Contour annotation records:
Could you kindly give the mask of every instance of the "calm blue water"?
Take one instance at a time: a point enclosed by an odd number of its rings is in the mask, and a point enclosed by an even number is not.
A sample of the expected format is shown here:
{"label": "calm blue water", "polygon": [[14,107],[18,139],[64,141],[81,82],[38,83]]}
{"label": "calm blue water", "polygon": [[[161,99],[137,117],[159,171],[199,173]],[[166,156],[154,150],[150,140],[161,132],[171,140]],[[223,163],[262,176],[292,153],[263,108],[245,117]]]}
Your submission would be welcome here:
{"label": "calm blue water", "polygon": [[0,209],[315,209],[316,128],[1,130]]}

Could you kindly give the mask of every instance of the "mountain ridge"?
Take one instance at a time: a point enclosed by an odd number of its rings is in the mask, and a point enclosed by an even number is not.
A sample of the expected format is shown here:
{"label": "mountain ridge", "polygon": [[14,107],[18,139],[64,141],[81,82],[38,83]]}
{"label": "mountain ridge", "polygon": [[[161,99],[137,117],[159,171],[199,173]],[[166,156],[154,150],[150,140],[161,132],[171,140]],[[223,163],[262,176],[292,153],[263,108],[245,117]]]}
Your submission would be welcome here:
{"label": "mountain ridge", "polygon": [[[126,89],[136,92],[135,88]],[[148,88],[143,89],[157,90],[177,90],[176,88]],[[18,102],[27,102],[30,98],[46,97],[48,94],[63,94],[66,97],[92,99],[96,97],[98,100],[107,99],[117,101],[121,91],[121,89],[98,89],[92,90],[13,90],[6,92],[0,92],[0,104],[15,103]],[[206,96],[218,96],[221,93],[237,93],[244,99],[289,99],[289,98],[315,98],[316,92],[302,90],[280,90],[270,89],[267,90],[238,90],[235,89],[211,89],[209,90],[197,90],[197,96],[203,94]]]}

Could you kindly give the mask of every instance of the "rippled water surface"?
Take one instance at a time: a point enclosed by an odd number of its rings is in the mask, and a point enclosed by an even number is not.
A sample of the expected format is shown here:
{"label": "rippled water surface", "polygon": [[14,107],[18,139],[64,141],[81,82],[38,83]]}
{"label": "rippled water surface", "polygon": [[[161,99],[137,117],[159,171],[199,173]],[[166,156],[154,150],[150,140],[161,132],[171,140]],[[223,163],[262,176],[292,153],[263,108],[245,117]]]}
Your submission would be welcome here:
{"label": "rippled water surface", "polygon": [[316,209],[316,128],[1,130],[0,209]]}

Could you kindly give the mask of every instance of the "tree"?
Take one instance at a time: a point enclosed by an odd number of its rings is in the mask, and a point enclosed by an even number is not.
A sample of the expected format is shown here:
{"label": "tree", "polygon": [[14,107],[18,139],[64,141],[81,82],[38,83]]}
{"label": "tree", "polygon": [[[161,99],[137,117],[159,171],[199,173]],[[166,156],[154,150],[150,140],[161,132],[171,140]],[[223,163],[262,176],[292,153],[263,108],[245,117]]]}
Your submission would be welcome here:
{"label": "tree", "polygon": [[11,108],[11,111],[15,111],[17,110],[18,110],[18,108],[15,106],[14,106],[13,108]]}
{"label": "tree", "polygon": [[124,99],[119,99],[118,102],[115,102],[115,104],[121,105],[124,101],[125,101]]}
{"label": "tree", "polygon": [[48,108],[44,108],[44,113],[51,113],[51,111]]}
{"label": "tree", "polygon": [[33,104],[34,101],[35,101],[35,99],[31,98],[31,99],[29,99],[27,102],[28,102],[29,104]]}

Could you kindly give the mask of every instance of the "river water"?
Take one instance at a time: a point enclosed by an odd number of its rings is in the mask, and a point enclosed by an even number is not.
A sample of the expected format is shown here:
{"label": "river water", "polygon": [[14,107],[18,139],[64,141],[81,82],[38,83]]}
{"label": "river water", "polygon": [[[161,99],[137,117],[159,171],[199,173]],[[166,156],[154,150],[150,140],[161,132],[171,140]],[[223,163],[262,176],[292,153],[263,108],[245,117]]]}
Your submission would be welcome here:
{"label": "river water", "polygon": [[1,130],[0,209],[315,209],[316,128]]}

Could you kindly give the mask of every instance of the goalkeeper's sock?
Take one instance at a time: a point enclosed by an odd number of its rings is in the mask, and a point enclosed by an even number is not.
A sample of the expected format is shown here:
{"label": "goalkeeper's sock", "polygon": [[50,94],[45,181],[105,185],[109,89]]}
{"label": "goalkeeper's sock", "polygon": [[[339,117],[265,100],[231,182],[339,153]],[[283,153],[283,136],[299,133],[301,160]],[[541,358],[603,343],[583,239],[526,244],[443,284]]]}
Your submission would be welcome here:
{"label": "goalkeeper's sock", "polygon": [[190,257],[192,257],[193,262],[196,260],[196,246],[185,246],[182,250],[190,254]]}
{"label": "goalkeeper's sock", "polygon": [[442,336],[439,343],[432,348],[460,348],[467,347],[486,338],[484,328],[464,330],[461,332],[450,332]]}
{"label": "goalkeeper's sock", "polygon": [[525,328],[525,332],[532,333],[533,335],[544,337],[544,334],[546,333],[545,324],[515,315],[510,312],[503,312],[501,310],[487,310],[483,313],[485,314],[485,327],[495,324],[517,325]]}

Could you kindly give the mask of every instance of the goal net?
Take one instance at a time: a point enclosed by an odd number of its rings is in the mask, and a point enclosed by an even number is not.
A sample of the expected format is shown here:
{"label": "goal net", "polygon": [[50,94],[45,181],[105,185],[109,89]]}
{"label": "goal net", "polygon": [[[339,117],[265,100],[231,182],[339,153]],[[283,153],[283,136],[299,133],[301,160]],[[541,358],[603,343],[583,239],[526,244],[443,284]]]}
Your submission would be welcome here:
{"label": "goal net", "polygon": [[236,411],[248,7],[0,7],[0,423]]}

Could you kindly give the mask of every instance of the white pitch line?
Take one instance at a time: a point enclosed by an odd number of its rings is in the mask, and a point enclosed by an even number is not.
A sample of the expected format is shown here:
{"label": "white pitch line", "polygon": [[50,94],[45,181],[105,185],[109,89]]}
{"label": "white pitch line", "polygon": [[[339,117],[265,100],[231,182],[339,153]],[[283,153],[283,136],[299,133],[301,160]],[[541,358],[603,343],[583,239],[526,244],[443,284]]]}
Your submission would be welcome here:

- **WHAT TO DO**
Retype only the lines running from the line with "white pitch line?" to the end of the listing, including both of those lines.

- **SOLVED EXERCISE**
Could you kindly give the mask of every instance of the white pitch line?
Take one instance at a time: a point enclosed by an odd number of its rings is in the mask, and a point enclosed by an even number is not.
A sample of the expected format is shown here:
{"label": "white pitch line", "polygon": [[50,94],[45,181],[105,185],[109,89]]}
{"label": "white pitch line", "polygon": [[[339,117],[265,100],[231,182],[339,153]],[[283,153],[283,136],[299,133],[301,160]],[[541,358],[603,343],[583,239],[526,244],[443,284]]]}
Your submission would be welcome here:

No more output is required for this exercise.